Task details:
Repeat the lines below word for word, from the line with "the fireplace firebox." up to and including the line with "[345,239,359,249]".

** START Record set **

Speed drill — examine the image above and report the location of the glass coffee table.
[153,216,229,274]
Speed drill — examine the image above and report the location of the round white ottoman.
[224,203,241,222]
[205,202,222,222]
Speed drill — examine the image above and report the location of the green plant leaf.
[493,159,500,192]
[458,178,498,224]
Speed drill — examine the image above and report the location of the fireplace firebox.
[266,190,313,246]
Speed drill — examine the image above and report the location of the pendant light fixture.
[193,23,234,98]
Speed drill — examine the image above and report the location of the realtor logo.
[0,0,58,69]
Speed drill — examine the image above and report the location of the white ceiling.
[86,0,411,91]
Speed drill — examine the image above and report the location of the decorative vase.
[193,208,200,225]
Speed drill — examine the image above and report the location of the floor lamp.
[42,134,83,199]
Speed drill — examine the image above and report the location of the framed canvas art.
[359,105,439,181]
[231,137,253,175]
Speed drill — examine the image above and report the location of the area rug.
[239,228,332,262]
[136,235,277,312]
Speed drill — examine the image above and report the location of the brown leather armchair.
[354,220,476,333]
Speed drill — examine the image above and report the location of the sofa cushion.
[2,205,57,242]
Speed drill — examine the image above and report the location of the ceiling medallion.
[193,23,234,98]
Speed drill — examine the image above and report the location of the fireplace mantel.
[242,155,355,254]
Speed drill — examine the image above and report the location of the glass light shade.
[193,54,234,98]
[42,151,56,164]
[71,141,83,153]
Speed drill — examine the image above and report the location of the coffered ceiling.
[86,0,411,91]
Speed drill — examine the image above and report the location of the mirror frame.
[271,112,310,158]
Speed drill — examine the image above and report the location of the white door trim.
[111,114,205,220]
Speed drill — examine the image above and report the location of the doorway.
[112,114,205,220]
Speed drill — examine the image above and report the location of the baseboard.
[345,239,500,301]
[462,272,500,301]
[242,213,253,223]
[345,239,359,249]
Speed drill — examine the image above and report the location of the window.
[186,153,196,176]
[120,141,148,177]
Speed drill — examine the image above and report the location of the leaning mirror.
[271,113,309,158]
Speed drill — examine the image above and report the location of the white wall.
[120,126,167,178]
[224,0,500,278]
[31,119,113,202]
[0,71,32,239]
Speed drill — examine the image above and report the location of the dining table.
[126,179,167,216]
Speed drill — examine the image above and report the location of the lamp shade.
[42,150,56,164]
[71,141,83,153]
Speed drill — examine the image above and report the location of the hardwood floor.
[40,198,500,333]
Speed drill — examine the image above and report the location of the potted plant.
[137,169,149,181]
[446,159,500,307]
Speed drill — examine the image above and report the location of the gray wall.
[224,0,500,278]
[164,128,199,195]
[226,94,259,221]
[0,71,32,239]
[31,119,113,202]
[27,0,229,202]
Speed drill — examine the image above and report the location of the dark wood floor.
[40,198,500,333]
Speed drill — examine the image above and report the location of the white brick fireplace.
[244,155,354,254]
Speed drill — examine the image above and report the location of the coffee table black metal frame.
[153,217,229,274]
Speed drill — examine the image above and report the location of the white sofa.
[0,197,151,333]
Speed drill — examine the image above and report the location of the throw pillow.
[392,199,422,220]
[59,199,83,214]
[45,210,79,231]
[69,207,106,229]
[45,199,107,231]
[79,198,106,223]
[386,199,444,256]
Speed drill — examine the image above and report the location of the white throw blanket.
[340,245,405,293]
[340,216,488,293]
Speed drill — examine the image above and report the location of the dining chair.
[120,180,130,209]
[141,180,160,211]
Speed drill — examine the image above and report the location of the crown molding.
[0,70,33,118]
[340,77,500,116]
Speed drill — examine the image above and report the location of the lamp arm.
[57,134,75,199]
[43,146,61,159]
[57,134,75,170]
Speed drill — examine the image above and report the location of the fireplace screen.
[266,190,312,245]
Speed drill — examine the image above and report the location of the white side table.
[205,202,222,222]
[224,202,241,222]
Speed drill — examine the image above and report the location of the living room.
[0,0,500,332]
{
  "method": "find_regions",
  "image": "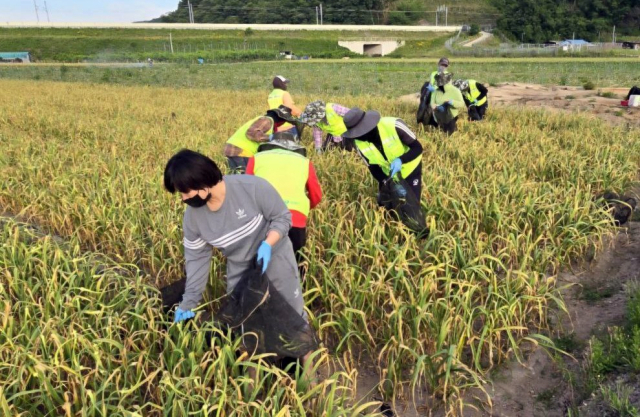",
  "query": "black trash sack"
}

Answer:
[416,81,432,126]
[433,103,455,125]
[379,175,429,238]
[596,191,637,226]
[215,262,318,358]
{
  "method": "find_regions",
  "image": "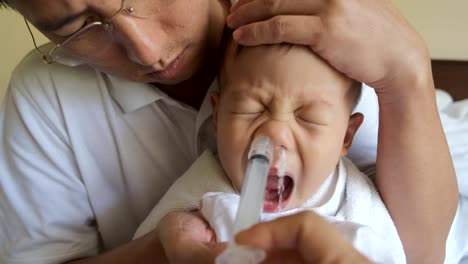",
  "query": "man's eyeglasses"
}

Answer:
[24,0,157,64]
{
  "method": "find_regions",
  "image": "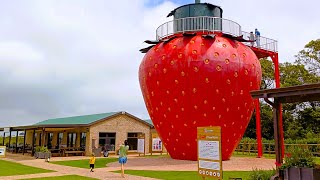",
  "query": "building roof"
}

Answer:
[0,111,154,131]
[34,112,119,125]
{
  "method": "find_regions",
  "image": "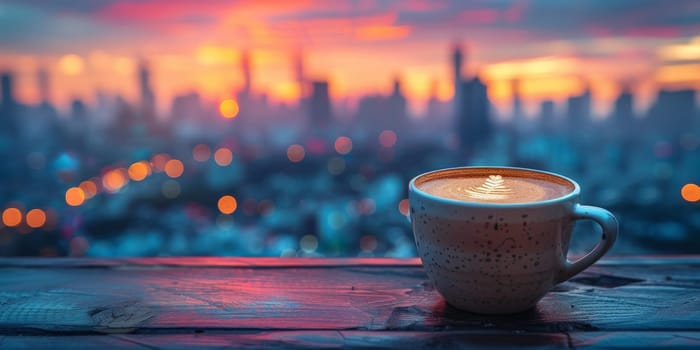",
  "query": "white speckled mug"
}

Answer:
[409,167,618,314]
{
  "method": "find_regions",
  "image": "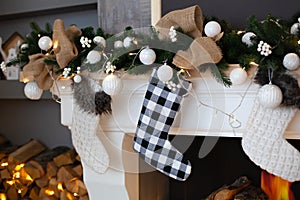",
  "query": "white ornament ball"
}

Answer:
[242,32,256,47]
[24,81,43,100]
[93,36,106,48]
[123,37,134,48]
[229,67,248,85]
[157,64,173,82]
[20,43,28,51]
[38,36,52,51]
[204,21,221,37]
[114,40,123,49]
[258,84,283,109]
[283,53,300,70]
[139,47,156,65]
[73,74,82,83]
[86,50,101,64]
[102,74,123,95]
[290,23,300,35]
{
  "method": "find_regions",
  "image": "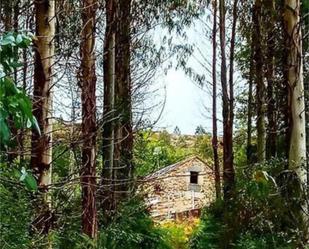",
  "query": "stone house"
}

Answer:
[142,156,215,220]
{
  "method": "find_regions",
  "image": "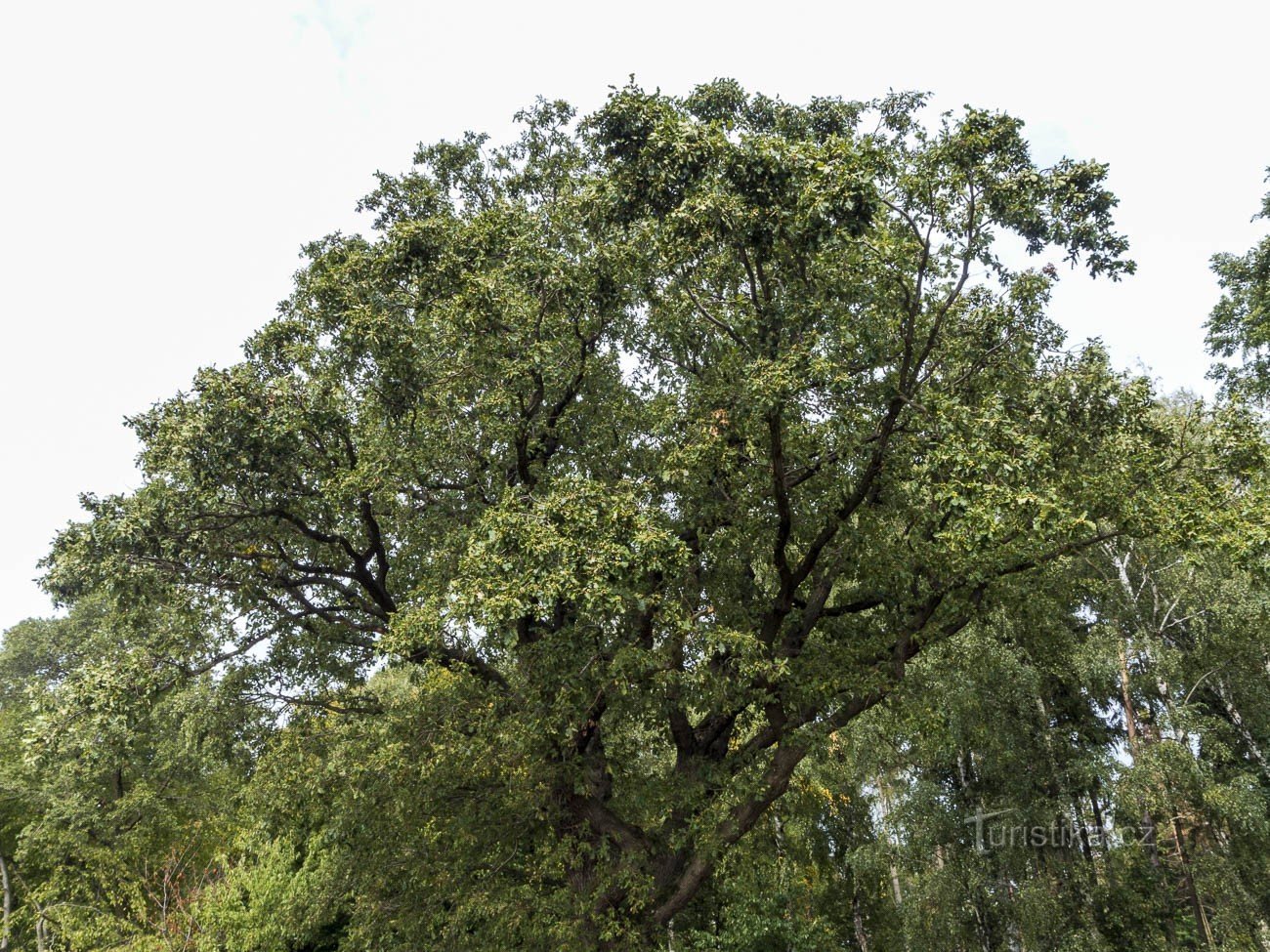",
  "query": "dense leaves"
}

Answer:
[0,81,1270,952]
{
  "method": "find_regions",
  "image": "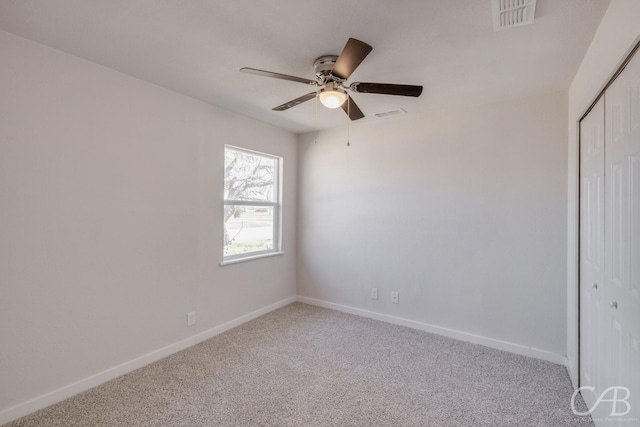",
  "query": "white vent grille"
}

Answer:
[491,0,536,31]
[374,108,406,118]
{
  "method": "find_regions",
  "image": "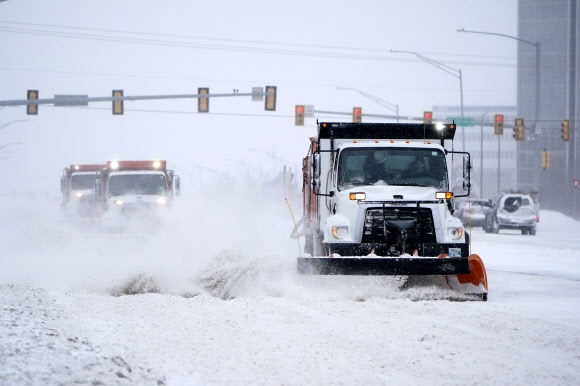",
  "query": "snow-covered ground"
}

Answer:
[0,196,580,385]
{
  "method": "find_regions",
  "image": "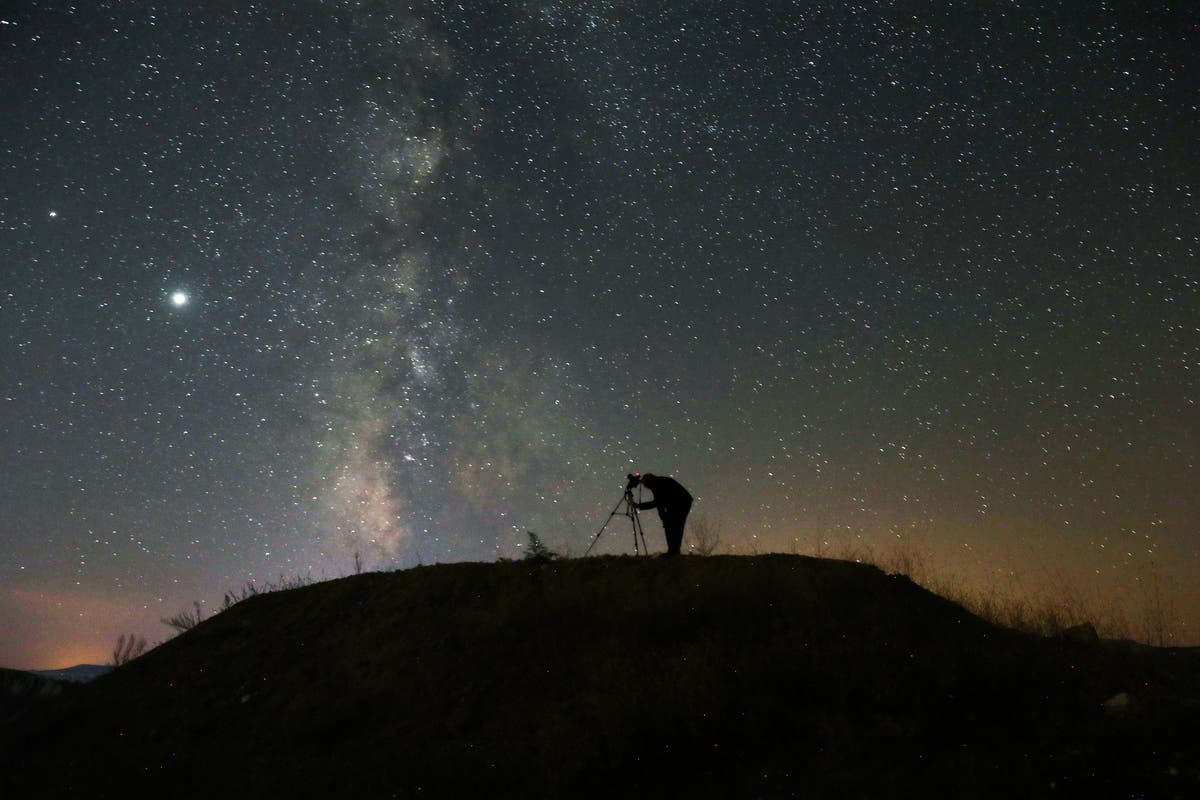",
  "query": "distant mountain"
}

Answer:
[0,668,62,721]
[29,664,113,684]
[0,555,1200,800]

** END Record set **

Task solution:
Speed drill — examine the image above and report the location of the fireplace firebox.
[266,190,313,246]
Speed drill — examine the image above and report the location of the pendant light fixture.
[193,23,234,98]
Speed drill — examine the image above and report the location of the realtor logo.
[0,0,58,69]
Speed drill — examine the image above and report the location of the white ceiling.
[86,0,411,91]
Speed drill — examine the image above and report the location of the decorative vase.
[193,208,200,225]
Speed drill — examine the image above and report the location of the floor lamp.
[42,134,83,199]
Speed drill — examine the image above and report the location of the framed canvas art.
[359,105,439,181]
[231,137,253,175]
Speed drill — examine the image above and report the location of the area rug.
[239,228,332,262]
[136,235,277,312]
Speed drill — examine the image above and report the location of the brown leather armchair.
[354,220,476,333]
Speed drill — examine the image above and report the location of the sofa cushion.
[2,205,57,242]
Speed drill — examine the image above and report the location of the ceiling medallion.
[193,23,234,98]
Speed drill — examine the image above and report the location of the fireplace mantel.
[242,155,355,254]
Speed drill — examine the image above and report the location of the glass light shade.
[193,54,234,98]
[42,151,56,164]
[71,141,83,153]
Speed drill — examine the image above and report the location of the coffered ceiling.
[86,0,411,91]
Speed drill — examine the image above and report the location of the mirror frame.
[271,112,310,158]
Speed drill — examine the image above and report the location of the white door trim.
[111,114,205,220]
Speed drill — examine the image above and report the location of the doorway.
[112,114,205,220]
Speed drill — examine the image above and report the location of the baseboard.
[345,239,500,301]
[462,272,500,301]
[242,213,253,223]
[345,239,359,249]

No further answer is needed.